* **AIM OF THE EXERCISE**:
Everything from the line that contains "[locate] yellow and" through the last line of the listing must be copied exactly, with both of those lines included and no others.

──────

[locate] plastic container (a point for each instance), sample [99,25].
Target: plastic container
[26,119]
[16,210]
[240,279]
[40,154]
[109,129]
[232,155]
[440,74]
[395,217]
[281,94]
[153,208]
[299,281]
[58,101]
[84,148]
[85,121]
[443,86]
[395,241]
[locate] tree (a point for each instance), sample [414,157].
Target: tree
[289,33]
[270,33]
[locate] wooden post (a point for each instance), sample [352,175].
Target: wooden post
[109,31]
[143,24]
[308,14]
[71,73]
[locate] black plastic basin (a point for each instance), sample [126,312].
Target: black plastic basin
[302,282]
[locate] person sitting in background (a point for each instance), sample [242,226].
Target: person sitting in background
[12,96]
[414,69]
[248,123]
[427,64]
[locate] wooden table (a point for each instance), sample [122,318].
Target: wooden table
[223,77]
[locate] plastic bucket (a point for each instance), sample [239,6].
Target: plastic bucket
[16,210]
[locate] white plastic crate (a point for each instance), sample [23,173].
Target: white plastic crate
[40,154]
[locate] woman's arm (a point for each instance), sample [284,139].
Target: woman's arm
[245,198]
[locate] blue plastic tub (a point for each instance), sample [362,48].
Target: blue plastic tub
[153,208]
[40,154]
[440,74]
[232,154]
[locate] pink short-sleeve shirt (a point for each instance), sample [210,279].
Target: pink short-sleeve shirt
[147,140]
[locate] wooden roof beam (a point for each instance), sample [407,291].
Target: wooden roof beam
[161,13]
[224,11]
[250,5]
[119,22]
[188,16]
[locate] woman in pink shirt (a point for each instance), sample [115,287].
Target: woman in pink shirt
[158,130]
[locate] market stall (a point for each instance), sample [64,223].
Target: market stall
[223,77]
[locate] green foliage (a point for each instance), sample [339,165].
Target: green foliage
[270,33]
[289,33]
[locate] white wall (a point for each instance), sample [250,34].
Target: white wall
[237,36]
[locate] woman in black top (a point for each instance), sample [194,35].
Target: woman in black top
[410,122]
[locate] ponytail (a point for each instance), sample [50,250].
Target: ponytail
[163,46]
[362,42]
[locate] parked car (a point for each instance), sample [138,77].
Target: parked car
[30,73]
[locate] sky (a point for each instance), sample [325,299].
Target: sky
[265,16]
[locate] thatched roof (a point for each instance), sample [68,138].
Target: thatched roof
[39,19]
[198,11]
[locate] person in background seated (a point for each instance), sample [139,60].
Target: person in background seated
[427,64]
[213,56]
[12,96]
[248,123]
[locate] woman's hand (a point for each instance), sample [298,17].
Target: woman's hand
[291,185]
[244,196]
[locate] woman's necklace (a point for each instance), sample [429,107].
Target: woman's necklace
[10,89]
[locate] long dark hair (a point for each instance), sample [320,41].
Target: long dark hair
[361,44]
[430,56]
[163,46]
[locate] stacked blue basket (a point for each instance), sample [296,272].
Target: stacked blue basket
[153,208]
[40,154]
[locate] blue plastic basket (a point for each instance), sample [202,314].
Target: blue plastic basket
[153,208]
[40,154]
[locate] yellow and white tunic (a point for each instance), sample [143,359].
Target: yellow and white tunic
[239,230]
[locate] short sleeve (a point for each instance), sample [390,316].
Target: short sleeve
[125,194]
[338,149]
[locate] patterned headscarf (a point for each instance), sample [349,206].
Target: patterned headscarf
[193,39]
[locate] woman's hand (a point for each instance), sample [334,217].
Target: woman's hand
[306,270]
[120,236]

──────

* **YOUR SOLUTION**:
[locate] yellow and white tunic (a point for each instance), sample [143,359].
Target: yellow and white tunic
[239,230]
[locate] short sleeve (a point for each instance), sample [390,316].
Target: short sleeve
[125,194]
[338,149]
[locate] patterned headscarf (a point for each instance), sample [349,206].
Target: patterned headscarf
[193,39]
[locate] woman's hand (a point for each instance), sample [334,217].
Target: woman's hand
[306,270]
[120,236]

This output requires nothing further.